▶ Given request: Reproduce the following lines verbatim, with no alterations.

▶ Listing:
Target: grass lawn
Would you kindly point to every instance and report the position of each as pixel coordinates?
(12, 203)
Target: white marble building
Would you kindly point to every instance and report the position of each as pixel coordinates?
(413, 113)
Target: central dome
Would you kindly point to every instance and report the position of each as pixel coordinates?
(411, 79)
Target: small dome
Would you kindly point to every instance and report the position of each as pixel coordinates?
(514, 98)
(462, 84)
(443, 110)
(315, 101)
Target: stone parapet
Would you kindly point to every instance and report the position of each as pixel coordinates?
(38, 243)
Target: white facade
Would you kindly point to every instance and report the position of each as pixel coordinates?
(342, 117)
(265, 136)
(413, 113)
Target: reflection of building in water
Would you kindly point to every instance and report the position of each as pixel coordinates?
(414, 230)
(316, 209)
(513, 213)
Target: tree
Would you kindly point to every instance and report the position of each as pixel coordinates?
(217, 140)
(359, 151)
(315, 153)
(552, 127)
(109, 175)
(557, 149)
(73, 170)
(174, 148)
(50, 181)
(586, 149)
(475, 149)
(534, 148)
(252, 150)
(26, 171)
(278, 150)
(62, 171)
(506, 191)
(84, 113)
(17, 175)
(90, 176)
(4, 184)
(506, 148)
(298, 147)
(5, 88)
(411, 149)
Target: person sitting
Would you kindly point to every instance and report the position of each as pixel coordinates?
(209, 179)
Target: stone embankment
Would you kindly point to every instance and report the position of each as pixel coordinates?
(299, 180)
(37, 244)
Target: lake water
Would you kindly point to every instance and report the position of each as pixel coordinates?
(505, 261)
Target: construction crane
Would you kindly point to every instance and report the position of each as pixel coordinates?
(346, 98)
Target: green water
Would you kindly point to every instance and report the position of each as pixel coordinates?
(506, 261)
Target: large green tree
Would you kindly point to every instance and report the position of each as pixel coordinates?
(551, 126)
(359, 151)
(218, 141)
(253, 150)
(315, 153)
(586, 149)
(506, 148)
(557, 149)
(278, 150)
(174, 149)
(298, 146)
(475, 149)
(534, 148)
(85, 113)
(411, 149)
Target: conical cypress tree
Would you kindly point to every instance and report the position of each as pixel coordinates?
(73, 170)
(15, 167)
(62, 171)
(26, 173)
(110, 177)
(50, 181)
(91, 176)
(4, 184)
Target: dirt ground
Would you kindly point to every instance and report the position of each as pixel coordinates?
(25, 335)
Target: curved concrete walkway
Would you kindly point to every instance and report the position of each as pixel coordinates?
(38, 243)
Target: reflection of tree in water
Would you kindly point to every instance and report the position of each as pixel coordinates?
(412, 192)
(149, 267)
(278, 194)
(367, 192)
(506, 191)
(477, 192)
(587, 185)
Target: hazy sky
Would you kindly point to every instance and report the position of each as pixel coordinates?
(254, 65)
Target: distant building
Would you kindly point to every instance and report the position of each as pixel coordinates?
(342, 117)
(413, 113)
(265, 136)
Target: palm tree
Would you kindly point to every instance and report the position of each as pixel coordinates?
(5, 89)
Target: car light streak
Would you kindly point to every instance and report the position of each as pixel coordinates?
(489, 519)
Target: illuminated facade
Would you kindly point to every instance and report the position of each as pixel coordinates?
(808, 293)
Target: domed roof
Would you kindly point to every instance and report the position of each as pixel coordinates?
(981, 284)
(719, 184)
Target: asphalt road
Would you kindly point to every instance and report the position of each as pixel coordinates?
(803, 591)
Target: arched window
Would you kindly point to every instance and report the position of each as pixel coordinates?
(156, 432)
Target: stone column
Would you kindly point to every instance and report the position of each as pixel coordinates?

▶ Exercise result:
Target: grass lawn
Would you kindly point to every instance and report the position of each as pixel coordinates?
(12, 203)
Target: white marble building
Would you kindly point to every instance and report the position of each as pixel coordinates?
(413, 113)
Target: central dome
Would you kindly point to every instance and report the position of each as pixel coordinates?
(411, 79)
Target: small dome
Would you kindly point to every instance and report the position of each as pixel coordinates?
(514, 98)
(462, 84)
(443, 110)
(315, 101)
Target: stone parapet
Would you kindly point to every instance and report the position of each as pixel coordinates?
(38, 243)
Target: white facade
Would you kindly point to every instance and report the position of each as pixel coordinates?
(342, 117)
(265, 136)
(413, 113)
Target: reflection of building in water
Would you kindly point to every instance and report the position of each as pixel coordinates?
(414, 230)
(316, 209)
(513, 213)
Target: tree
Would you kindly point to every instance and report the position of each as pixel coordinates?
(217, 140)
(359, 151)
(315, 153)
(552, 127)
(109, 175)
(557, 149)
(73, 170)
(174, 148)
(50, 181)
(586, 149)
(475, 149)
(534, 148)
(252, 150)
(26, 171)
(278, 150)
(62, 171)
(506, 191)
(84, 113)
(17, 175)
(90, 176)
(4, 184)
(506, 148)
(298, 147)
(5, 88)
(411, 149)
Target: person sitting
Would you kindly point to every instance and report the position of each as pixel coordinates?
(209, 179)
Target: stone embankment
Would you kindly point to every instance and report the position of each as pixel coordinates?
(299, 180)
(37, 244)
Target: lake water
Would you kindly point to every instance and report the position of each as pixel coordinates?
(505, 261)
Target: construction crane
Would you kindly point to every instance and report the position of each as pixel coordinates?
(346, 98)
Target: green water
Would you kindly point to every instance and report the position of each as pixel coordinates?
(506, 261)
Target: large green tree
Would you kindly point to every instance and report the position of each as pixel coordinates?
(551, 126)
(359, 151)
(218, 141)
(253, 150)
(315, 153)
(586, 149)
(506, 148)
(557, 149)
(278, 150)
(174, 149)
(298, 146)
(475, 149)
(534, 148)
(85, 113)
(411, 149)
Target: conical cypress tree
Would you kindly point to every instance and report the position of each as pixel coordinates?
(73, 170)
(15, 167)
(62, 171)
(26, 173)
(110, 177)
(50, 181)
(91, 176)
(4, 184)
Target: dirt ground
Would you kindly point to every instance and report the position of each as pixel coordinates?
(25, 335)
Target: curved concrete walkway
Would you kindly point to every instance and report the position of each as pixel coordinates?
(38, 243)
Target: reflection of tree in water
Would you kindly point to every instance and report the position of each as pixel coordinates?
(412, 192)
(149, 267)
(278, 194)
(367, 192)
(506, 191)
(477, 192)
(587, 185)
Target: hazy sky
Would you kindly point to every instance and report the position of each as pixel coordinates?
(254, 65)
Target: distant building
Would you kindly point to every instance and report the position of each as pixel coordinates?
(342, 117)
(413, 113)
(265, 136)
Target: palm tree
Would you kindly point to every instance and report the position of each as pixel coordinates?
(5, 89)
Target: car light streak
Would you kindly point to every instance and report the position of each as pixel coordinates?
(489, 519)
Target: illuminated facade
Would you kindly point to every instance and report the position of each as pixel coordinates?
(808, 293)
Target: domed roof
Would you kindly point to every instance and report the position of each as pixel coordinates?
(981, 284)
(719, 184)
Target: asphalt road
Would you kindly point to every instance and report the position of each as pixel coordinates?
(803, 591)
Target: arched window
Would you kindly point to every instance and report the position of each as pixel coordinates?
(156, 432)
Target: stone column
Would you kindly point to every instance and report the position of each as pixel coordinates?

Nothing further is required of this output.